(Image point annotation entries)
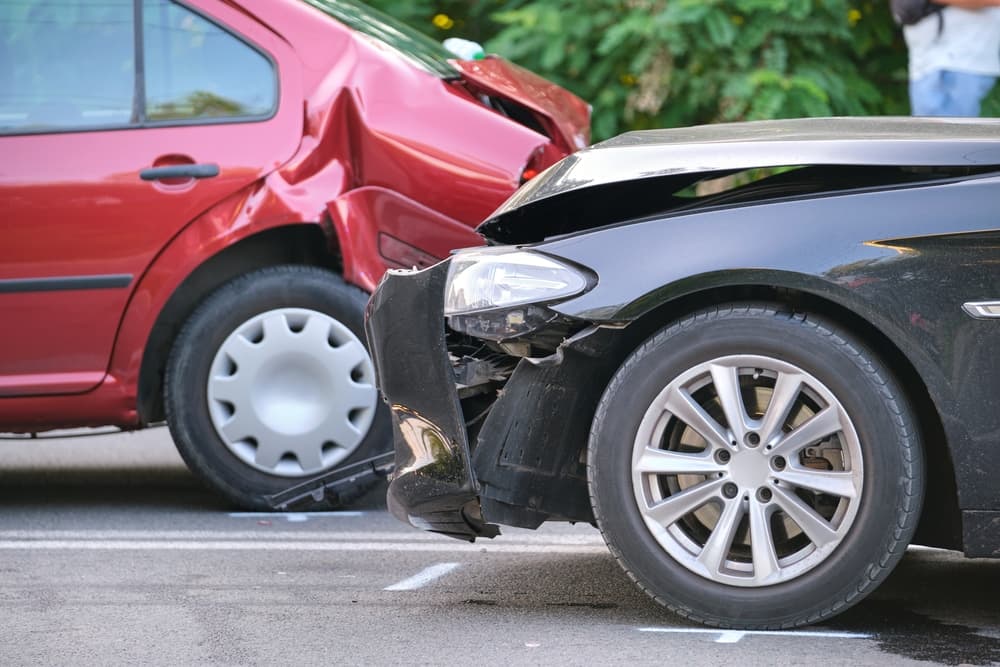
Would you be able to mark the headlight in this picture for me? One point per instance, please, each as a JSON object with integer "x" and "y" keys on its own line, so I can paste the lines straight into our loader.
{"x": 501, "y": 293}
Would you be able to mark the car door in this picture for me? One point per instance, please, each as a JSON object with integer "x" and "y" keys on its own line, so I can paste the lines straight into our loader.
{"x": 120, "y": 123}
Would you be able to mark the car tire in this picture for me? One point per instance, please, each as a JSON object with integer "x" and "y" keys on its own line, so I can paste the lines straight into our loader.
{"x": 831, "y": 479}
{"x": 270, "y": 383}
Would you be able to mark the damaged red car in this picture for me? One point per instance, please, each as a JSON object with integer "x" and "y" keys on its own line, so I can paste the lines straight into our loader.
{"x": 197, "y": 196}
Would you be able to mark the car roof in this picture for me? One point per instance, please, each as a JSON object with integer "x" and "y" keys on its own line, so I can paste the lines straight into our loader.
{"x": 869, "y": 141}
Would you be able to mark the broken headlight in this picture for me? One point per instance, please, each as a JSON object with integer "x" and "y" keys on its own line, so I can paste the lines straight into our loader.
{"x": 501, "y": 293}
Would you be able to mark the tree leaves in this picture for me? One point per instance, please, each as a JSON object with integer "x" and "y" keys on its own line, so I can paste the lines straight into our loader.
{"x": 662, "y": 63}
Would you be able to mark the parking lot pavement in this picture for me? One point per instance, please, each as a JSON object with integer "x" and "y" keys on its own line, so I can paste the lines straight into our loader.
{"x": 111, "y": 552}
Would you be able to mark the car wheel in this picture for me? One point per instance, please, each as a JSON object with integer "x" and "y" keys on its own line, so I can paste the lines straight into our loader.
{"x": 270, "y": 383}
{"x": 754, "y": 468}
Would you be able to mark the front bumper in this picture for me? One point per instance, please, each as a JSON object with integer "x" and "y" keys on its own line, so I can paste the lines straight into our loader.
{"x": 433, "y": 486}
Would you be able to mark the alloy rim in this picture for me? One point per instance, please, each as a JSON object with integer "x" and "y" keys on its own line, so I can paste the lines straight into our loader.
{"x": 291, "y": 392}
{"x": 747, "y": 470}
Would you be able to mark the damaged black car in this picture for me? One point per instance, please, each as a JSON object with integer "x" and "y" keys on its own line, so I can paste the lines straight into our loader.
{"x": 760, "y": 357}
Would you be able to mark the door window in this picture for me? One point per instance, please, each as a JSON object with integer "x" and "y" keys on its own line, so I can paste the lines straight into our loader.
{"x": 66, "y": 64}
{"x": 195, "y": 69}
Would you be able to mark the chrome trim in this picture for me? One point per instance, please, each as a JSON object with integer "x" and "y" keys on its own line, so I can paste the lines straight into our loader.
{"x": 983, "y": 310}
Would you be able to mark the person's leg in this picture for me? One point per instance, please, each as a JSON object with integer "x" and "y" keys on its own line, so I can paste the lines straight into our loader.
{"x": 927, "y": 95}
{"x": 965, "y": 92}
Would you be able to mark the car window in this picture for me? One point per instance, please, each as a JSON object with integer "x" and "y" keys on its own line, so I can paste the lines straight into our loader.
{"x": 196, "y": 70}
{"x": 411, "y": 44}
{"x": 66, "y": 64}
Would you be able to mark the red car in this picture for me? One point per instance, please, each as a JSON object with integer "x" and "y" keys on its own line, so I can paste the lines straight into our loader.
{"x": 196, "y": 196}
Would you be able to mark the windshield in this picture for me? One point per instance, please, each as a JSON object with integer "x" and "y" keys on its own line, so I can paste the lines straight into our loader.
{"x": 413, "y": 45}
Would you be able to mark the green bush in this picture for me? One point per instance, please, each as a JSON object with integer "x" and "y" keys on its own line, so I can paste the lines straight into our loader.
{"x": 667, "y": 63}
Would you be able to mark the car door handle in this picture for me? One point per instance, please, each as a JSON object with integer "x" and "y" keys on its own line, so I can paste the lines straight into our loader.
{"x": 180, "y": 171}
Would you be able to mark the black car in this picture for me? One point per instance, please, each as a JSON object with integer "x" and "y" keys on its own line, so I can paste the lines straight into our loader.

**Given request**
Transcribe the records above exactly as they appear, leaving out any pictures.

**Response below**
Would you be able to mark the headlight in this picture for me? One point per instance, please, each as a JSON object with integer "x" and "y" keys on its own line, so I can paste the lines straight into our loader.
{"x": 501, "y": 293}
Would you be able to mark the car door in this picture for me? One point per instance, please, each as a JSON object with integer "x" and "y" keys on its own line, so I can paste the lines straight into our loader.
{"x": 120, "y": 123}
Would you be able to mark the car tire in this picture for me? One point per instance, please, each as a JSON object with integer "x" and "y" keys on its own line, so I can paste the lines straight into our loader.
{"x": 831, "y": 479}
{"x": 270, "y": 383}
Would you be able to mark the damaged red car in this picture for me? One point per instance, please, each as a JSON object with integer "x" and "y" keys on its own line, so I can paste the lines straight into our loader.
{"x": 197, "y": 196}
Would you be able to mark the car roof in this picture for me? One point per instance, please, each as a JSON object with integer "x" and "y" keys on its own line, so I can paste the lines straight into our loader.
{"x": 869, "y": 141}
Would you be able to mark the broken headlight in this picture for me? One point per instance, please, each as a JSON object with integer "x" and "y" keys on its own line, so I can paste the lines straight into our loader.
{"x": 501, "y": 293}
Would you be able to mark the tree leaves in this picture for me? One point per instance, please, each as a JSON object with integer "x" and "y" keys on its own line, so I can paste the lines straight into our loader.
{"x": 662, "y": 63}
Would you be able to mark the parking lot pavement in this picture for me? One point per instance, please, each as a JSON object with integer "x" and "y" keys on its own line, so I can paste the lines straight into our loader.
{"x": 111, "y": 552}
Would you be able to mark the car wheel in this picture for me? One point per instance, please, each as a JSON object with integer "x" and "y" keys on its own line, so I can paste the lines straight into our loader.
{"x": 270, "y": 383}
{"x": 754, "y": 468}
Would you be able to mark the front bumper in this picture for me? One point per instance, please, each as a JSON object with integer "x" and "y" keys on its own line, so I can paste the lines straight into our loader.
{"x": 433, "y": 486}
Would you be able to mark the alloy rim in this picture for me? One point per instance, please, each as a JSON object with integer "x" and "y" keys on its own line, so I can paste the lines straight into our loader.
{"x": 291, "y": 392}
{"x": 747, "y": 470}
Would you be able to mark the damaged black car in this picture for me? One point per instance, please, each as a JSON object with integer "x" and "y" keys on its own line, so I can paste the lines straight into our loader.
{"x": 760, "y": 357}
Would you be able to mark the door window in this picture for me? One point per instance, please, each as a JSON object with integer "x" and "y" keys on its own line, so I can paste the lines straight into our loader.
{"x": 66, "y": 64}
{"x": 195, "y": 69}
Would you be able to mark the chrome trim in this picture for me? One point per instance, please, each as a JSON object with integer "x" and "y" keys on its own line, so I can paste the lines straight into our loader.
{"x": 983, "y": 310}
Would you be able to mark the person's leg in this picture for me? One point per instance, please, each as a JSON object with integer "x" and "y" keys on its own line, so I can paste the lines straight into our loader.
{"x": 927, "y": 95}
{"x": 965, "y": 92}
Would you be able to mark the car window in this picture for me? One point per instance, please, each as a JSON object with integer "x" and "y" keys on its own line, so I can paste the lines straight into our loader.
{"x": 196, "y": 70}
{"x": 411, "y": 44}
{"x": 66, "y": 64}
Would you be able to mark the red car in this picture for me? One point per instance, please, each as a JSON object with integer "x" and "y" keys on its own line, so I can paste the lines straight into our loader.
{"x": 196, "y": 196}
Would you be able to mark the windshield in this picture for me? One point per instance, please, each as a JSON object with integer "x" and "y" keys on its own line, so I can paste the lines straight into our loader.
{"x": 413, "y": 45}
Would you be able to mark the green bush in this picture for me? One point per instance, please, each as a JSON object with integer "x" and "y" keys on its own line, so I can paste the lines straight into our loader.
{"x": 667, "y": 63}
Would you be able to mark the car door handle in this picture for me? One point per instance, please, each as a JSON object with integer "x" and "y" keys on its own line, so I can paste the lines straight into our loader.
{"x": 180, "y": 171}
Would you be able to mark the black car in this picture for me? One point per instance, please, each as a JSON object with integer "x" and "y" keys on its own line, so I can paste the lines straight into our loader.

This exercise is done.